Hace 88 años, el 14 y el 15 de agosto de 1936, las columnas africanas de los golpistas del 18 de julio exterminaron al 10% de la población de la ciudad de Badajoz, más de 4.000 personas de un censo de 43.726 habitantes (1930), y unas 16.000 víctimas –que serán más cuando se localicen las fosas comunes que quedan por situar– de una población provincial de 702.418 habitantes.
A las tropas llamadas de Regulares, mercenarios marroquíes, y de la Legión se sumaron a la represión partidas de asesinos falangistas, carlistas y terratenientes, entre otros, para dotar a la provincia extremeña del indigno honor de ser la que cuenta con más muertos por la represión franquista. Las víctimas del bando republicano, según el censo de la Causa General, fue de 1.411 personas.
El infierno comenzó el 2 de agosto: tras el paso devastador de las tropas coloniales por el norte de Sevilla y Córdoba, Franco envió tres columnas, la Columna Madrid para los golpistas y la Columna de la Muerte para los leales, a la conquista de Badajoz, a fin de unificarse con el ejército del Norte de Emilio Mola, que ya había entrado en Cáceres, y juntos, tomar Madrid. Con la caída de la capital, los cabecillas del golpe –Mola, El Director, Franco y Sanjurjo– confiaban en terminar lo que se había planeado como un golpe de Estado y empezaba a ser una guerra.

----------

* [Lista de tareas]:
A. En el fragmento sobre la represión en Badajoz, ¿qué nombre daban los leales a las columnas que Franco envió a la conquista de Badajoz?
B. Retoma el fragmento sobre la represión en Badajoz y escribe su continuación a partir de la última oración.
No hace falta consultar el listado.

----------

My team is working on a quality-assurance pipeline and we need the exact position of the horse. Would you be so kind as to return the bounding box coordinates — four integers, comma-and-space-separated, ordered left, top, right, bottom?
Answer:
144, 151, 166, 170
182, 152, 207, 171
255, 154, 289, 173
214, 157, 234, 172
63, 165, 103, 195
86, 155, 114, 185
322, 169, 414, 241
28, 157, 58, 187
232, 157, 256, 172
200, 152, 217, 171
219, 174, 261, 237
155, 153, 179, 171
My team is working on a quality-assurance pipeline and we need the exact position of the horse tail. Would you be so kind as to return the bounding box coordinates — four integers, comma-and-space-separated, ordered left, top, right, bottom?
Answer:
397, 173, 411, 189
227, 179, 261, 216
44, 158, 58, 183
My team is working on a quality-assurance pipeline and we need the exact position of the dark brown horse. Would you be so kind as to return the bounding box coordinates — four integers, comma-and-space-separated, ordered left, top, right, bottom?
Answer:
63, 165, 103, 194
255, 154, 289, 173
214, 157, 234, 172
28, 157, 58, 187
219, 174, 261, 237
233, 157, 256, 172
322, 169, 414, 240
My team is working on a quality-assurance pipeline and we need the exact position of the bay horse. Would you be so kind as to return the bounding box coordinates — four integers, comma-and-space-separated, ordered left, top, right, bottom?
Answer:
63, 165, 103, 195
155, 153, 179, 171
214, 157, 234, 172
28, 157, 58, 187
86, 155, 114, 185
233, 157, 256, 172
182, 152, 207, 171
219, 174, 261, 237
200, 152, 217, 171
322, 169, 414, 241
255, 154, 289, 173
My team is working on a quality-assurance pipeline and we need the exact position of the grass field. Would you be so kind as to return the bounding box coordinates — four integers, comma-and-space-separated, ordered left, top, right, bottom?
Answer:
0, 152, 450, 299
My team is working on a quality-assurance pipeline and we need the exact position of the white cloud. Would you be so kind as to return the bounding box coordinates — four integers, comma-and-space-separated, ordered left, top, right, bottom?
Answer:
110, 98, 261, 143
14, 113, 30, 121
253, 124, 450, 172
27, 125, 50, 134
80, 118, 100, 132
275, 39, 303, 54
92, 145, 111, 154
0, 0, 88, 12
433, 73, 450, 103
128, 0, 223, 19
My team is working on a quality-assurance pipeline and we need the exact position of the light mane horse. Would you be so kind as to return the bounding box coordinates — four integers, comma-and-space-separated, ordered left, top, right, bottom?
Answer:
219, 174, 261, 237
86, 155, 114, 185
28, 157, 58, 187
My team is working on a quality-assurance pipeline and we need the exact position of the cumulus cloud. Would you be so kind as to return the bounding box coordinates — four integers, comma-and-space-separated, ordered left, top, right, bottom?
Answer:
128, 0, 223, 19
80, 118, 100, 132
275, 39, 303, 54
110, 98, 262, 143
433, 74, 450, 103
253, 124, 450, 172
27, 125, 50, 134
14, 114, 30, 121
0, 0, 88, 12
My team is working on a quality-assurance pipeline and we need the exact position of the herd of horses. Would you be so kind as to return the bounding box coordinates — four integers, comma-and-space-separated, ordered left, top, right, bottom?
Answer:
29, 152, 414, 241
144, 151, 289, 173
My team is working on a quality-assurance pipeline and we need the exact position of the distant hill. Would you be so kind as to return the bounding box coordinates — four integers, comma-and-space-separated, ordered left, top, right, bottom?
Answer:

----------

* [Respuestas por tarea]:
A. La Columna de la Muerte.

B.
Las órdenes del que era proyecto de dictador eran claras: “Evitar toda detención no imprescindible” y “propinar a las crueles turbas un mazazo rotundo y seco que las dejase inmóviles”. Obedecía a las “Instrucciones Reservadas” redactadas por Mola en la planificación del golpe, especialmente la primera, del 25 de mayo de 1936: “Se tendrá en cuenta que la acción ha de ser en extremo violenta para reducir lo antes posible al enemigo, que es fuerte y bien organizado. Desde luego, serán encarcelados todos los directivos de los partidos políticos, sociedades o sindicatos no afectos al movimiento, aplicándoles castigos ejemplares a dichos individuos para estrangular los movimientos de rebeldía o huelgas”; reiterada a Franco y las tropas en Marruecos en la del 24 de junio: “El Movimiento ha de ser simultáneo en todas las guarniciones comprometidas y desde luego de una gran violencia. Las vacilaciones no conducen más que al fracaso”. Y transmitida a los alcaldes navarros el 19 de julio: “Es necesario propagar una atmósfera de terror. Hay que extender la sensación de dominancia, eliminando sin escrúpulos ni vacilación a todo aquel que no piense como nosotros. Tenemos que causar una gran impresión. Cualquiera que sea abierta o resueltamente defensor del Frente Popular debe ser fusilado”.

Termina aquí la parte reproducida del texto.